* What the exercise asks
Reproduce every one of the lines below verbatim, without changing a single character.

* Given records
################

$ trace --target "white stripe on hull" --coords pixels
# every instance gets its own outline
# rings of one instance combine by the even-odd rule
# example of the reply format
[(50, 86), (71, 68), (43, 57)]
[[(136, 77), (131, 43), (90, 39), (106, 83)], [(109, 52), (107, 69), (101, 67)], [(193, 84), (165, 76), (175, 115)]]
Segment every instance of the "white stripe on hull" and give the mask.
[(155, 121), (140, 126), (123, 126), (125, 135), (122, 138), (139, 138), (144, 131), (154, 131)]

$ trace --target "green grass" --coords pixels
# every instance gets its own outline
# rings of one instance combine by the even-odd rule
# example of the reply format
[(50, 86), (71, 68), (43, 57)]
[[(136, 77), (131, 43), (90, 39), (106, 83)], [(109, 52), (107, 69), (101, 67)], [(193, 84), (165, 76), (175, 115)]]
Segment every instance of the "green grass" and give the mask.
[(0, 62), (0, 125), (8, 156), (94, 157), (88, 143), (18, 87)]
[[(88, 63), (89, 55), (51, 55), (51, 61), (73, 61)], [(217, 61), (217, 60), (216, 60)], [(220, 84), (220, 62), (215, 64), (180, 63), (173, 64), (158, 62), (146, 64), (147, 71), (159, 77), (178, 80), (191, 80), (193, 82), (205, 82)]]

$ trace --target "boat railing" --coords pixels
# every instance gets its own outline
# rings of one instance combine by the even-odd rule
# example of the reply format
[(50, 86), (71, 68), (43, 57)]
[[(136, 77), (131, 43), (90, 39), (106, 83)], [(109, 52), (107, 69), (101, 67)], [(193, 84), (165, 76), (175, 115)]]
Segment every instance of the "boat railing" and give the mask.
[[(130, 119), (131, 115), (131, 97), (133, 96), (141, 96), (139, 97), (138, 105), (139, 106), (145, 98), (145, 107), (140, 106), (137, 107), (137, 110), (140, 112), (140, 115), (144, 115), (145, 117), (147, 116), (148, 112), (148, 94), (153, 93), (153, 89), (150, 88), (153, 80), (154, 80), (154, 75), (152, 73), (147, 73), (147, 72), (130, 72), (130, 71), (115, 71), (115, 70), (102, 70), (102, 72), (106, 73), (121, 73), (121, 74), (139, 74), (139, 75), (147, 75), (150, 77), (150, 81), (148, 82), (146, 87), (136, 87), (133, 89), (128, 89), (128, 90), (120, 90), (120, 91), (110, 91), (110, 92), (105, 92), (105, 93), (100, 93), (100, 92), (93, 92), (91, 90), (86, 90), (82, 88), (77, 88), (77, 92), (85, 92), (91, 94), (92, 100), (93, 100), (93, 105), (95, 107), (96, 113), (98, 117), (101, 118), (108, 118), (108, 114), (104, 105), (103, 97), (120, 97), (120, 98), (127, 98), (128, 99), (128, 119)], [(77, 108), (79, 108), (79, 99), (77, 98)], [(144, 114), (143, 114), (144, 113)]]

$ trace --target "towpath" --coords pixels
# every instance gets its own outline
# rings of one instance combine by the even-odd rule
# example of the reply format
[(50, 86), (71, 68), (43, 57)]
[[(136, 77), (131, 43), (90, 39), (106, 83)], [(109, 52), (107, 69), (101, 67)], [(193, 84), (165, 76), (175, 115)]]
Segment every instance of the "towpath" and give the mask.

################

* Result
$ trace --target "white stripe on hull" --coords pixels
# every instance gets its own outline
# rings of one instance combine by the even-odd rule
# example of the reply format
[(50, 86), (71, 68), (43, 57)]
[[(136, 77), (131, 43), (90, 39), (106, 83)], [(109, 52), (107, 69), (101, 67)], [(193, 84), (165, 76), (175, 115)]]
Segment every instance of the "white stripe on hull" and give the mask.
[(155, 121), (140, 126), (123, 126), (125, 135), (122, 138), (139, 138), (144, 131), (154, 131)]

$ trace --target "green grass" --coords pixels
# every instance gets its own outline
# rings of one instance combine by the even-odd rule
# example of the reply format
[(50, 86), (71, 68), (43, 57)]
[[(136, 77), (131, 43), (90, 39), (106, 83)], [(109, 52), (107, 69), (101, 67)], [(193, 84), (165, 76), (175, 115)]]
Segment every instance of the "green grass" and give the mask.
[(0, 62), (0, 125), (8, 156), (94, 157), (88, 143), (18, 87)]
[[(88, 63), (89, 55), (51, 55), (51, 61), (73, 61)], [(217, 61), (217, 60), (216, 60)], [(220, 84), (220, 62), (215, 64), (180, 63), (173, 64), (158, 62), (146, 64), (147, 71), (159, 77), (178, 80), (191, 80), (193, 82), (205, 82)]]

$ trace --target "boat railing" --coords pixels
# every instance gets its own outline
# rings of one instance combine by the even-odd rule
# example of the reply format
[(50, 86), (71, 68), (43, 57)]
[[(136, 77), (131, 43), (90, 39), (106, 83)], [(109, 52), (107, 69), (101, 67)], [(193, 84), (165, 76), (175, 115)]]
Segment every instance of the "boat railing" and give the mask.
[[(130, 119), (131, 115), (131, 97), (133, 96), (141, 96), (139, 97), (138, 105), (139, 106), (145, 98), (145, 107), (140, 106), (137, 107), (137, 110), (140, 112), (140, 115), (144, 115), (145, 117), (147, 116), (148, 112), (148, 94), (153, 93), (153, 89), (150, 88), (153, 80), (154, 80), (154, 75), (152, 73), (147, 73), (147, 72), (130, 72), (130, 71), (115, 71), (115, 70), (102, 70), (102, 72), (106, 73), (121, 73), (121, 74), (139, 74), (139, 75), (147, 75), (150, 77), (150, 81), (148, 82), (146, 87), (136, 87), (133, 89), (128, 89), (128, 90), (120, 90), (120, 91), (110, 91), (110, 92), (105, 92), (105, 93), (100, 93), (100, 92), (93, 92), (91, 90), (86, 90), (82, 88), (77, 88), (77, 92), (85, 92), (91, 94), (92, 100), (93, 100), (93, 105), (95, 107), (96, 113), (98, 117), (101, 118), (108, 118), (108, 114), (104, 105), (103, 97), (120, 97), (120, 98), (127, 98), (128, 99), (128, 119)], [(77, 108), (79, 108), (79, 99), (77, 98)], [(144, 114), (143, 114), (144, 113)]]

$ trace --target "towpath" --coords pixels
# every instance gets its own outline
# rings of one instance combine by the even-odd rule
# example of the reply format
[(50, 86), (71, 68), (43, 57)]
[[(136, 77), (131, 43), (90, 39), (106, 83)], [(109, 52), (107, 69), (101, 67)], [(193, 84), (165, 76), (175, 115)]]
Segment every instance of the "towpath" and give the mask.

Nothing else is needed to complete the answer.